┌─ Material shown

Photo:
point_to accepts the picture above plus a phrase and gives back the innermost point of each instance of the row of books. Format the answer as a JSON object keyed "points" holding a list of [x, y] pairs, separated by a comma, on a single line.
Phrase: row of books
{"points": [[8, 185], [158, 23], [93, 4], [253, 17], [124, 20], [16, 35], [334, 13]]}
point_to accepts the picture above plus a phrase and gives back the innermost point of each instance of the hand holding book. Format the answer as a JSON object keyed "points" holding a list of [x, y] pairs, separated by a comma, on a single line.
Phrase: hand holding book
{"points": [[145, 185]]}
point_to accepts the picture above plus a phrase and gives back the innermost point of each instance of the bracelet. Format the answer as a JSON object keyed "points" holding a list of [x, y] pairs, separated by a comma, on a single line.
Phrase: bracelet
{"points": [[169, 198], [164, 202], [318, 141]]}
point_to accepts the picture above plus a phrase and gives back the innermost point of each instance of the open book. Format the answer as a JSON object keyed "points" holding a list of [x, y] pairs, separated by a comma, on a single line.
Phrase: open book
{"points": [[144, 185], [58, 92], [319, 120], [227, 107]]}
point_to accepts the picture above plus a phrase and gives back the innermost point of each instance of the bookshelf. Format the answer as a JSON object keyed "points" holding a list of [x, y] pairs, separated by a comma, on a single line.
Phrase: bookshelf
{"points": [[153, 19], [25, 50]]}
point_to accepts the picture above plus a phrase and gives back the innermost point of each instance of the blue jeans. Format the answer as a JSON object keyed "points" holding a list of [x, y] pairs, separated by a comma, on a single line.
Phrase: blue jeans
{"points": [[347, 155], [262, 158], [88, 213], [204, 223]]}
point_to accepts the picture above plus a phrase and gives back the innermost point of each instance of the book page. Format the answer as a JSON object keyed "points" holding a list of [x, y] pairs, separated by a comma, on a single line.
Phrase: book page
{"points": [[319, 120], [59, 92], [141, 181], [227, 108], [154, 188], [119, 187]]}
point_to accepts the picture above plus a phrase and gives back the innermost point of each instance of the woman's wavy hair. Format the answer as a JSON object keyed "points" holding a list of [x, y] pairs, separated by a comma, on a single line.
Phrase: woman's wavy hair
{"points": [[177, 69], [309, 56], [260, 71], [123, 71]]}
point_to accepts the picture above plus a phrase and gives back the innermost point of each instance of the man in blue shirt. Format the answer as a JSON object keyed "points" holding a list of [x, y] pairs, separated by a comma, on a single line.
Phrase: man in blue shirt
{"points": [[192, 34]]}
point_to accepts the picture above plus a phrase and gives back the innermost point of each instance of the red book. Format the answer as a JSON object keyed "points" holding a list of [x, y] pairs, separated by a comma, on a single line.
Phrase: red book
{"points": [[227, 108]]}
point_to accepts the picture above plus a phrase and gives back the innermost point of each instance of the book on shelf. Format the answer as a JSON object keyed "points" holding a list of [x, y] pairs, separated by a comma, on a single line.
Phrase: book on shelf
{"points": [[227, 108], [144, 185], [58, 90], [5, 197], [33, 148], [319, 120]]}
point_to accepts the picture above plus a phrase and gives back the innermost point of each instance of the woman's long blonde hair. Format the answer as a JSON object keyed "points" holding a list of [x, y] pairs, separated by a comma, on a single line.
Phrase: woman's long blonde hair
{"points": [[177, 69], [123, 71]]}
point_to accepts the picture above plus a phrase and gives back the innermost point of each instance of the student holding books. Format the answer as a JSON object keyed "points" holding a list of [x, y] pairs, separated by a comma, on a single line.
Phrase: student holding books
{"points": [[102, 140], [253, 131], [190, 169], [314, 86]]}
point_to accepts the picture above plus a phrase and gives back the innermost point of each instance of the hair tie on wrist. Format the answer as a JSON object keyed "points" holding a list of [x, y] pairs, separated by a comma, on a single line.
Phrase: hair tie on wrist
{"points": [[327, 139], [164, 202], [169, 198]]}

└─

What is required: Render everything from the line containing "of the hair" down through the last of the items above as a Markdown table with the columns Row and Line. Number each line in Row and leave out any blank lines.

Written answer:
| Row | Line |
|---|---|
| 1 | point_to accepts the picture above plus a phrase and gives back the innermost point of each instance of the hair tie on wrist. Format the answer as a JSON object keyed "points" holding a list of [x, y] pairs, separated by a comma, on a single line. |
| 2 | Phrase: hair tie on wrist |
| 3 | {"points": [[327, 139], [164, 202], [169, 198]]} |